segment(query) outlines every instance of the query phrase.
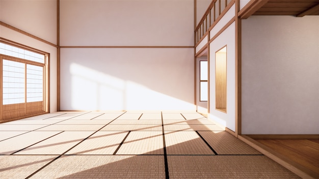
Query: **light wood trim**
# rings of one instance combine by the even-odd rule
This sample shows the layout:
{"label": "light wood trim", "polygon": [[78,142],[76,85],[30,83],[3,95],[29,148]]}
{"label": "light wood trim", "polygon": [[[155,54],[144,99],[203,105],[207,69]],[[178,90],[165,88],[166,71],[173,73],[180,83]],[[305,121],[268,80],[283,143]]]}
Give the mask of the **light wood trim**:
{"label": "light wood trim", "polygon": [[50,112],[50,54],[48,54],[45,56],[46,59],[47,61],[45,63],[45,66],[44,67],[45,70],[45,76],[44,76],[45,79],[45,102],[44,103],[44,105],[45,106],[45,108],[44,109],[44,111],[46,112]]}
{"label": "light wood trim", "polygon": [[253,139],[319,139],[319,134],[247,134]]}
{"label": "light wood trim", "polygon": [[319,11],[319,3],[315,6],[306,10],[306,11],[301,12],[301,13],[297,14],[297,17],[303,17],[307,15],[315,15],[312,14]]}
{"label": "light wood trim", "polygon": [[210,11],[210,10],[212,9],[212,8],[214,6],[214,3],[217,1],[217,0],[211,1],[211,3],[210,3],[209,5],[208,6],[208,7],[206,10],[206,11],[205,11],[205,13],[204,13],[204,15],[203,15],[203,17],[202,17],[202,18],[199,20],[199,22],[198,22],[198,23],[197,24],[197,25],[195,27],[195,31],[199,28],[199,27],[201,25],[201,23],[202,21],[203,21],[205,19],[205,15],[208,14],[209,13],[209,11]]}
{"label": "light wood trim", "polygon": [[[3,58],[1,56],[0,56],[0,73],[1,73],[1,74],[3,74]],[[1,77],[0,77],[0,84],[1,84],[1,86],[2,86],[3,85],[3,75],[0,75]],[[3,87],[0,87],[0,122],[1,122],[2,120],[3,120]]]}
{"label": "light wood trim", "polygon": [[226,23],[226,25],[225,25],[225,26],[223,27],[223,28],[222,28],[222,29],[221,29],[217,33],[216,33],[216,34],[212,38],[211,38],[208,43],[210,43],[214,40],[215,40],[215,39],[216,39],[217,37],[221,35],[221,34],[222,34],[224,32],[224,31],[229,26],[229,25],[230,25],[233,22],[235,21],[235,17],[232,18],[231,19],[230,19],[230,20],[229,20],[228,22],[227,22],[227,23]]}
{"label": "light wood trim", "polygon": [[317,176],[312,171],[278,153],[270,147],[245,135],[238,135],[238,138],[261,154],[303,178],[313,178]]}
{"label": "light wood trim", "polygon": [[242,134],[242,19],[240,2],[235,4],[235,135]]}
{"label": "light wood trim", "polygon": [[232,135],[234,137],[237,137],[237,136],[236,135],[236,133],[235,133],[235,132],[233,131],[233,130],[232,130],[231,129],[230,129],[229,128],[226,127],[225,128],[225,130],[226,131],[226,132]]}
{"label": "light wood trim", "polygon": [[[9,40],[6,40],[5,39],[2,38],[0,40],[1,41],[5,43],[9,44],[10,45],[15,46],[19,48],[25,49],[30,51],[33,51],[38,53],[41,53],[44,55],[45,59],[44,63],[41,63],[39,62],[34,62],[28,59],[19,58],[16,57],[6,55],[3,54],[0,54],[0,59],[1,61],[0,63],[0,70],[1,70],[0,73],[2,73],[3,71],[3,59],[5,59],[13,62],[17,62],[19,63],[22,63],[24,64],[24,102],[22,103],[12,104],[9,105],[4,105],[3,104],[3,87],[0,87],[0,92],[1,92],[0,96],[1,98],[1,102],[0,104],[0,109],[1,110],[1,115],[0,115],[0,123],[5,122],[8,121],[11,121],[16,120],[18,120],[24,117],[27,117],[32,116],[35,116],[37,115],[40,115],[43,113],[46,113],[49,111],[46,110],[46,106],[49,107],[49,54],[48,53],[43,52],[41,51],[37,50],[32,48],[31,49],[28,48],[27,46],[24,45],[19,46],[16,43],[11,43],[8,42],[11,42]],[[32,65],[43,68],[43,99],[42,101],[35,102],[26,102],[26,65]],[[46,75],[47,74],[47,76]],[[0,75],[1,78],[0,79],[0,83],[3,83],[3,75]],[[29,115],[30,114],[30,115]]]}
{"label": "light wood trim", "polygon": [[205,44],[205,45],[204,45],[204,46],[202,48],[201,48],[200,50],[199,50],[197,53],[195,54],[195,56],[196,57],[200,56],[202,54],[202,53],[203,53],[206,49],[207,49],[207,45],[208,45],[208,43]]}
{"label": "light wood trim", "polygon": [[197,80],[196,80],[196,77],[197,77],[197,69],[196,68],[197,67],[197,58],[196,58],[196,48],[195,47],[195,45],[196,44],[196,41],[198,39],[198,34],[197,33],[197,32],[196,32],[196,21],[197,21],[197,17],[196,17],[196,9],[197,9],[197,0],[194,0],[194,104],[195,105],[196,107],[196,111],[197,111],[197,94],[196,94],[197,92],[197,90],[196,89],[196,87],[197,87]]}
{"label": "light wood trim", "polygon": [[190,48],[193,46],[61,46],[61,48]]}
{"label": "light wood trim", "polygon": [[19,29],[18,28],[15,27],[14,27],[14,26],[13,26],[12,25],[10,25],[7,24],[7,23],[5,23],[5,22],[4,22],[3,21],[0,21],[0,25],[2,25],[3,26],[5,26],[6,27],[9,28],[10,28],[10,29],[11,29],[12,30],[14,31],[17,32],[18,32],[19,33],[25,35],[26,35],[27,36],[29,36],[29,37],[30,37],[31,38],[35,39],[36,40],[38,40],[39,41],[41,41],[41,42],[42,42],[43,43],[46,43],[47,44],[48,44],[48,45],[50,45],[51,46],[54,46],[55,47],[57,47],[57,46],[56,45],[55,45],[55,44],[53,44],[53,43],[52,43],[51,42],[47,41],[45,40],[42,39],[41,39],[41,38],[40,38],[39,37],[38,37],[36,36],[33,35],[31,34],[29,34],[29,33],[26,32],[25,31],[23,31],[21,30],[21,29]]}
{"label": "light wood trim", "polygon": [[57,1],[57,110],[61,109],[61,47],[60,46],[60,0]]}
{"label": "light wood trim", "polygon": [[5,59],[8,59],[10,60],[11,61],[14,61],[14,62],[20,62],[20,63],[22,63],[23,64],[29,64],[29,65],[35,65],[35,66],[41,66],[41,67],[43,67],[45,64],[42,64],[41,63],[39,63],[39,62],[34,62],[34,61],[29,61],[28,59],[22,59],[22,58],[19,58],[16,57],[13,57],[12,56],[9,56],[9,55],[4,55],[2,54],[1,54],[0,55],[1,56],[3,56],[4,58],[5,58]]}
{"label": "light wood trim", "polygon": [[268,2],[268,0],[257,0],[254,1],[254,3],[253,3],[251,6],[249,7],[247,9],[245,9],[245,11],[242,12],[241,11],[241,12],[240,12],[241,13],[238,16],[241,19],[246,19],[249,17],[263,5],[266,4],[266,3]]}
{"label": "light wood trim", "polygon": [[[14,46],[15,47],[18,47],[19,48],[22,48],[24,49],[25,50],[27,50],[29,51],[33,51],[34,52],[36,52],[36,53],[40,53],[41,54],[43,55],[45,55],[46,54],[48,53],[45,51],[42,51],[42,50],[38,50],[36,48],[34,48],[33,47],[31,47],[26,45],[24,45],[23,44],[19,43],[17,43],[14,41],[12,41],[11,40],[10,40],[9,39],[5,39],[4,38],[2,37],[0,37],[0,42],[2,42],[3,43],[7,43],[10,44],[10,45],[12,45],[12,46]],[[26,59],[25,59],[26,60]]]}
{"label": "light wood trim", "polygon": [[212,28],[214,28],[215,26],[215,25],[216,25],[216,24],[218,23],[218,22],[219,22],[219,21],[223,18],[223,17],[224,17],[225,14],[226,14],[226,13],[227,12],[228,12],[229,9],[235,4],[235,0],[231,0],[231,2],[230,3],[229,3],[229,4],[227,5],[227,6],[226,7],[226,8],[225,8],[225,9],[223,11],[223,12],[222,13],[221,13],[221,14],[219,15],[219,16],[218,16],[218,18],[217,18],[217,19],[216,19],[214,21],[214,22],[212,23],[212,24],[211,24],[210,25],[210,26],[209,27],[209,28],[208,29],[209,31],[211,31]]}
{"label": "light wood trim", "polygon": [[248,2],[248,3],[247,3],[247,4],[246,4],[242,9],[242,10],[239,10],[240,11],[238,12],[238,16],[241,16],[243,15],[243,14],[244,14],[244,13],[245,13],[246,12],[247,12],[250,8],[251,8],[256,3],[257,3],[257,2],[258,0],[250,0],[250,1],[249,1],[249,2]]}
{"label": "light wood trim", "polygon": [[[208,31],[209,32],[209,31]],[[207,86],[208,86],[208,89],[207,89],[207,113],[209,113],[210,112],[210,105],[209,105],[209,101],[210,101],[209,99],[210,99],[210,59],[209,59],[210,56],[210,45],[209,45],[209,43],[208,43],[208,42],[209,41],[209,37],[210,36],[210,33],[208,33],[208,34],[207,34],[207,65],[208,66],[208,71],[207,71]]]}

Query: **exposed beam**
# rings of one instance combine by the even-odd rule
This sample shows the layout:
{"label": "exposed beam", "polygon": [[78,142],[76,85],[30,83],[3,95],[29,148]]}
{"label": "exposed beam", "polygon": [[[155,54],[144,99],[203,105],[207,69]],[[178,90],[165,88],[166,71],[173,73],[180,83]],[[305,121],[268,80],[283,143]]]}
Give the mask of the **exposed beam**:
{"label": "exposed beam", "polygon": [[319,15],[319,3],[306,11],[297,14],[296,16],[303,17],[307,15]]}
{"label": "exposed beam", "polygon": [[250,5],[250,7],[246,9],[244,11],[238,13],[241,19],[245,19],[248,18],[268,2],[268,0],[256,0],[253,2],[253,3]]}

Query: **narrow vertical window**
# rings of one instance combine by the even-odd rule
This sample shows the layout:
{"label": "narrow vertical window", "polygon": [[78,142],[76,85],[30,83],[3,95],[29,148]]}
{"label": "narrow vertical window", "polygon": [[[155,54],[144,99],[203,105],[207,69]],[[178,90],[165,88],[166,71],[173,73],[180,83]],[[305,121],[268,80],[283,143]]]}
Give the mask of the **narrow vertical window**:
{"label": "narrow vertical window", "polygon": [[215,54],[215,92],[216,109],[227,111],[227,47]]}
{"label": "narrow vertical window", "polygon": [[0,121],[48,112],[48,55],[0,42]]}
{"label": "narrow vertical window", "polygon": [[199,61],[199,70],[200,101],[207,101],[208,89],[207,61]]}

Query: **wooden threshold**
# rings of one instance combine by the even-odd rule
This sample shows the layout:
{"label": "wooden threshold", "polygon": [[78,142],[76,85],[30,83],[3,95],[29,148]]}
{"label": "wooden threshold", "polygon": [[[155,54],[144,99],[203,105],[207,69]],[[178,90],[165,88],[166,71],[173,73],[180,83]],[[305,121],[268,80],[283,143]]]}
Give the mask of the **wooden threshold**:
{"label": "wooden threshold", "polygon": [[[287,154],[287,151],[285,151],[286,154],[283,153],[281,151],[283,150],[283,147],[281,147],[281,149],[276,148],[274,147],[270,147],[269,145],[266,145],[262,143],[264,142],[260,142],[260,141],[258,141],[258,140],[252,139],[246,135],[238,135],[238,138],[302,178],[317,178],[319,177],[317,169],[316,171],[315,169],[314,170],[312,168],[305,166],[301,162],[301,160],[303,160],[302,158],[297,158],[299,157],[295,156],[294,154]],[[317,141],[314,142],[319,145],[318,139],[310,140],[317,140]],[[316,144],[314,144],[314,145],[315,145]],[[291,150],[288,151],[292,151]],[[307,152],[302,150],[301,151],[299,150],[299,152],[303,152],[303,154],[304,152]]]}

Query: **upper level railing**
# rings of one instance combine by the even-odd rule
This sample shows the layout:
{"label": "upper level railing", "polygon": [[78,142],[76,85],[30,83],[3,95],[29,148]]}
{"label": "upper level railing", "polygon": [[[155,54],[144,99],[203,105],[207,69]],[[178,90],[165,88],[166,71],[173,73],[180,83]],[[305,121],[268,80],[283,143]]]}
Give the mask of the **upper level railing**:
{"label": "upper level railing", "polygon": [[195,28],[195,44],[197,44],[208,31],[218,16],[233,0],[212,0]]}

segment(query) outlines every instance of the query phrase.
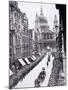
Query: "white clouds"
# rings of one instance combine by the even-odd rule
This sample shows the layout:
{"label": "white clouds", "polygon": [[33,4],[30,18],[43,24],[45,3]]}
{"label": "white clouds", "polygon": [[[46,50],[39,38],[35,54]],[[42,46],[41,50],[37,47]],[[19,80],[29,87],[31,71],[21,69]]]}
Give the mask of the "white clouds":
{"label": "white clouds", "polygon": [[34,28],[36,13],[40,14],[40,8],[42,6],[44,16],[48,20],[50,29],[53,27],[54,15],[57,15],[59,20],[59,12],[55,8],[55,4],[42,4],[42,3],[28,3],[18,2],[18,6],[22,12],[25,12],[29,20],[29,28]]}

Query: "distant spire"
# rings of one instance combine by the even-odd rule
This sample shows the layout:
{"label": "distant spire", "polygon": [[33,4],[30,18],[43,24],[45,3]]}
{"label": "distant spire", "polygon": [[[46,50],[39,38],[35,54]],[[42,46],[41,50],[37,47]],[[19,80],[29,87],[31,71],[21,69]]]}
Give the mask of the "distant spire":
{"label": "distant spire", "polygon": [[43,9],[42,9],[42,6],[40,8],[40,15],[43,15]]}

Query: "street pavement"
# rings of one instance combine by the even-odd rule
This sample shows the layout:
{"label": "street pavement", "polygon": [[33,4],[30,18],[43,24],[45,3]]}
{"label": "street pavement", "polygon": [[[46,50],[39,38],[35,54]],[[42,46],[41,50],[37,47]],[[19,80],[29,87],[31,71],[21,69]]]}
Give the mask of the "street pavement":
{"label": "street pavement", "polygon": [[51,55],[50,62],[47,66],[48,61],[48,53],[47,53],[41,60],[41,62],[34,69],[32,69],[23,80],[20,80],[19,83],[14,88],[35,87],[34,82],[37,79],[43,67],[45,68],[46,71],[46,77],[44,82],[42,82],[40,86],[47,86],[52,72],[53,60],[54,57],[52,57]]}

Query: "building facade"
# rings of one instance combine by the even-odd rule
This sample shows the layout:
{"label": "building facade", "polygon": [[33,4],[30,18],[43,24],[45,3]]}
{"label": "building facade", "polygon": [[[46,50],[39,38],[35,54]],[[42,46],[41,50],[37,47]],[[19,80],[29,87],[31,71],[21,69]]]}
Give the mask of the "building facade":
{"label": "building facade", "polygon": [[35,42],[37,44],[36,51],[45,50],[48,46],[55,48],[56,39],[54,36],[55,33],[49,30],[48,21],[41,8],[40,15],[38,16],[38,14],[36,14],[35,19]]}
{"label": "building facade", "polygon": [[18,58],[31,56],[30,38],[26,14],[20,11],[16,1],[9,1],[9,58],[12,63]]}

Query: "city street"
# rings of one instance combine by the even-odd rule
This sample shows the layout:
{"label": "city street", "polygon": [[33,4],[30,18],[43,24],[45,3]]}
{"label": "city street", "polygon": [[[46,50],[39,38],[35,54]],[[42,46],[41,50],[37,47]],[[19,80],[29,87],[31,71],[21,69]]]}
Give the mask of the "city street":
{"label": "city street", "polygon": [[40,86],[47,86],[53,67],[53,60],[54,57],[51,55],[50,62],[47,66],[48,61],[48,53],[47,53],[43,58],[43,60],[41,60],[41,62],[34,69],[32,69],[23,80],[20,80],[19,83],[14,88],[35,87],[34,82],[37,79],[43,67],[45,68],[46,71],[46,77]]}

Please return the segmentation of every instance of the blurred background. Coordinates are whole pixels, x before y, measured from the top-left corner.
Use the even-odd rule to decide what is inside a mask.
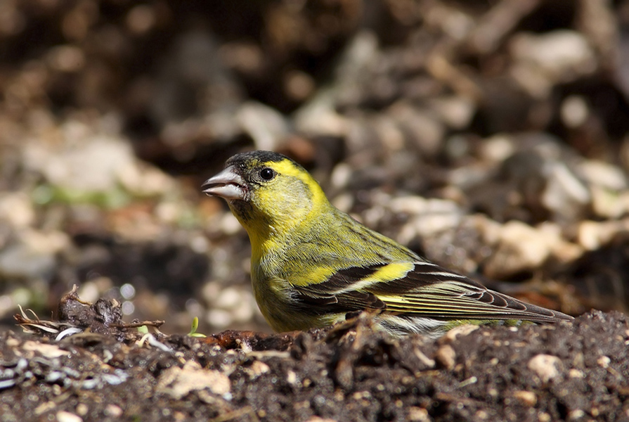
[[[0,321],[269,331],[202,181],[273,150],[429,259],[628,309],[629,1],[2,0]]]

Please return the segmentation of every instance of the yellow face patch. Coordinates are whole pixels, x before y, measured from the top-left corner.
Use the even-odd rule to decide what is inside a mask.
[[[291,160],[284,160],[280,162],[266,162],[265,165],[277,172],[278,177],[288,176],[290,177],[294,177],[304,182],[312,193],[312,201],[313,203],[320,203],[322,200],[328,202],[328,199],[325,198],[325,194],[323,193],[323,191],[321,190],[319,184],[317,183],[309,173],[304,172],[303,169],[296,167],[294,163]]]

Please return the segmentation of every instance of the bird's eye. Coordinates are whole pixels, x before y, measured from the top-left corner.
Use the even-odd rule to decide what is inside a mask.
[[[261,170],[260,170],[260,177],[261,177],[264,180],[271,180],[275,177],[275,172],[273,171],[273,169],[269,169],[268,167],[267,167],[266,169],[262,169]]]

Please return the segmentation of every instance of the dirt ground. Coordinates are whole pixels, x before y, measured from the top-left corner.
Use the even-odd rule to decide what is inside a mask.
[[[328,330],[198,338],[144,335],[124,326],[119,303],[77,300],[62,301],[63,321],[22,318],[32,334],[1,334],[1,421],[629,420],[618,312],[464,326],[436,340],[374,332],[366,314]],[[79,332],[58,341],[43,329],[70,326]]]

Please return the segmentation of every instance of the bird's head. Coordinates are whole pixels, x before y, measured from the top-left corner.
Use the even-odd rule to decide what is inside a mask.
[[[301,165],[271,151],[237,154],[205,181],[203,192],[227,200],[249,236],[286,232],[311,212],[330,206],[317,181]]]

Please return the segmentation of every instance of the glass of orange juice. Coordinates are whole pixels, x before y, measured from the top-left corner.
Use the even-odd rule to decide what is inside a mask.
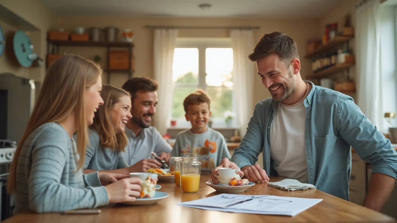
[[[182,157],[181,162],[181,188],[185,193],[196,193],[198,191],[201,163],[198,157]]]
[[[175,185],[177,186],[181,186],[181,163],[182,157],[172,157],[173,158],[174,177],[175,178]],[[170,163],[171,164],[171,163]],[[171,167],[170,167],[171,168]]]

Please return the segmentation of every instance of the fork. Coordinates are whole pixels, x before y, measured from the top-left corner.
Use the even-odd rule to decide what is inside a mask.
[[[162,163],[161,168],[162,169],[169,169],[170,168],[170,166],[166,163],[166,161],[164,160],[162,160],[160,158],[157,154],[156,154],[154,152],[152,152],[152,156],[155,159],[157,160],[158,161]]]

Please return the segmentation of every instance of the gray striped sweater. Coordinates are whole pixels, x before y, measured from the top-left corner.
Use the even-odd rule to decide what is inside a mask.
[[[76,143],[60,125],[42,125],[25,140],[17,167],[13,214],[94,208],[109,202],[97,172],[76,171]]]

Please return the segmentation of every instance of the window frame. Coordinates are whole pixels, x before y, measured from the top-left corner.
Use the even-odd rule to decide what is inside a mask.
[[[174,83],[174,88],[179,87],[196,87],[198,89],[201,88],[207,91],[207,84],[206,82],[206,49],[207,48],[231,48],[231,39],[230,38],[196,38],[178,37],[175,44],[175,48],[197,48],[198,50],[198,85]],[[233,79],[232,79],[233,80]],[[232,110],[235,114],[233,119],[232,126],[227,127],[224,118],[212,118],[212,128],[222,129],[236,129],[238,128],[237,121],[237,108],[235,104],[235,92],[234,87],[232,90]],[[177,121],[177,125],[172,128],[189,128],[191,127],[190,123],[186,121],[185,118],[173,118],[172,106],[170,106],[170,120]],[[171,127],[170,121],[168,122],[169,127]]]

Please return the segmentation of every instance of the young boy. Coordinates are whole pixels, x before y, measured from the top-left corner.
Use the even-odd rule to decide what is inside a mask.
[[[207,127],[211,117],[210,102],[207,94],[201,90],[185,98],[185,117],[192,128],[178,134],[171,152],[172,156],[198,155],[202,174],[210,174],[222,159],[230,159],[225,138],[219,132]]]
· · · · ·
- [EXERCISE PROMPT]: Reproduce exactly the line that holds "Please return the segmentation of every instance of the gray", then every line after it, ending with the final line of the records above.

- [TASK RESPONSE]:
Please return the segmentation of every instance of the gray striped sweater. Coordinates are whole pixels, x before y, measured from the top-left corner.
Use the even-odd rule to decide what is inside a mask.
[[[76,143],[60,125],[42,125],[25,140],[17,167],[13,214],[94,208],[109,202],[97,172],[76,171]]]

Please return the segmentation of every instance of the window frame. Coordinates are whole pixels, x before y, measured from the top-left corner.
Use the even-odd rule to decide what is inside a mask.
[[[174,83],[174,88],[179,87],[196,87],[198,89],[201,88],[207,91],[207,84],[206,82],[206,49],[207,48],[231,48],[231,39],[230,38],[196,38],[178,37],[175,44],[175,48],[197,48],[198,50],[198,85]],[[233,79],[232,79],[233,80]],[[232,110],[235,114],[233,119],[232,126],[227,127],[224,118],[212,118],[212,128],[222,129],[236,129],[238,128],[237,121],[237,108],[235,104],[235,92],[234,87],[232,90]],[[177,121],[177,125],[172,128],[189,128],[191,127],[190,123],[186,121],[185,118],[173,118],[172,106],[170,106],[170,120]],[[171,127],[170,121],[168,122],[169,127]]]

Please return the segmentation of every instance of the young boy. Coordinates are whole pixels, x before y, measured from the top-left corner.
Use the even-odd rule to decide what is inside a mask.
[[[207,127],[211,117],[210,102],[207,94],[201,90],[185,98],[185,117],[192,128],[178,134],[171,152],[172,156],[198,155],[202,174],[210,174],[222,159],[230,159],[225,138],[219,132]]]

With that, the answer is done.